-- Selected text follows --

However, as they say, specifications may not be the only factor in making a smartphone the best in its category. The Redmi Note 8 is surrounded by competitors, particularly by Realme and Vivo.

Can the Redmi Note 8 maintain its ‘best in category’ reputation? We’ve been using the Note 8 for a few days and here is what we like and dislike about it.

Design and Display

Xiaomi is known to make value-for-money smartphones that come loaded with top features. With the Redmi Note 8, the company continues to better the design with a Gorilla Glass 5 front and back. At 188 grams, we thought the Redmi Note 8 will be heavy, but we were wrong. Hold the device, and there are high chances of you getting this premium feel, especially with the rounded edges that assist in offering a better grip.

The Redmi Note 8 features a 6.3-inch Full HD+ IPS LCD panel. The display is crisp and leans slightly on a cooler side, but looks slightly underwhelming and less vibrant. Xiaomi’s MiUi allows you to tinker around with the contrast and colours in the display settings.

The 500 nits brightness should be enough for you to use in outdoor conditions. The display is WideVine L1-certified, which means you can watch shows on Netflix, Prime Video and other streaming platforms at the highest resolution.

-- Selected text concluded --

- Problem to work on -
According to the Redmi Note 8 review, what size and type of display panel does the phone have?

-- Given data follows --

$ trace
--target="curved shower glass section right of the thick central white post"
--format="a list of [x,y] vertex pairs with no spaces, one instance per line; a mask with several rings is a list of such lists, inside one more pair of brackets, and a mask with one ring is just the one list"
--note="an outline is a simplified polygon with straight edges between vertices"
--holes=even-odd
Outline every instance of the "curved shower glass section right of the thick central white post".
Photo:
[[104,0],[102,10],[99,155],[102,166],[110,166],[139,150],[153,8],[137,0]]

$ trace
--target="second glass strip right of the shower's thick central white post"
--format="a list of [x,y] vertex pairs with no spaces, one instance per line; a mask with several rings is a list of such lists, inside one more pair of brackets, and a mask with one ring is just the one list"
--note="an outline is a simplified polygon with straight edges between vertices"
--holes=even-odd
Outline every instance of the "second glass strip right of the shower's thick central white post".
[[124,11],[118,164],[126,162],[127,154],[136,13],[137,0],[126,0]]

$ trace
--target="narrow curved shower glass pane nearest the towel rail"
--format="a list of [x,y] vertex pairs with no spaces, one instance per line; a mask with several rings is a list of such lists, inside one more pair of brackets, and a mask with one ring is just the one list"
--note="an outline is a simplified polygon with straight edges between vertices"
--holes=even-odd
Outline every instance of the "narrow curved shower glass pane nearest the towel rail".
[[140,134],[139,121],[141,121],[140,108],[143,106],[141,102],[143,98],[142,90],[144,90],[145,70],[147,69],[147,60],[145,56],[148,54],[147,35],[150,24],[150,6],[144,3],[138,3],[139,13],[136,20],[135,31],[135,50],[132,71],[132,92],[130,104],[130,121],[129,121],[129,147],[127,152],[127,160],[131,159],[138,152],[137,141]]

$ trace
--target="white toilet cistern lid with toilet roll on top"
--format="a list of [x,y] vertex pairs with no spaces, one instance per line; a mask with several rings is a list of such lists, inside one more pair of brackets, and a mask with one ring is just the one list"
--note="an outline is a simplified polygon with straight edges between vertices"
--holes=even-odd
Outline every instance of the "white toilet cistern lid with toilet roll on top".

-- Given data concluded --

- Solution -
A 6.3-inch Full HD+ IPS LCD panel.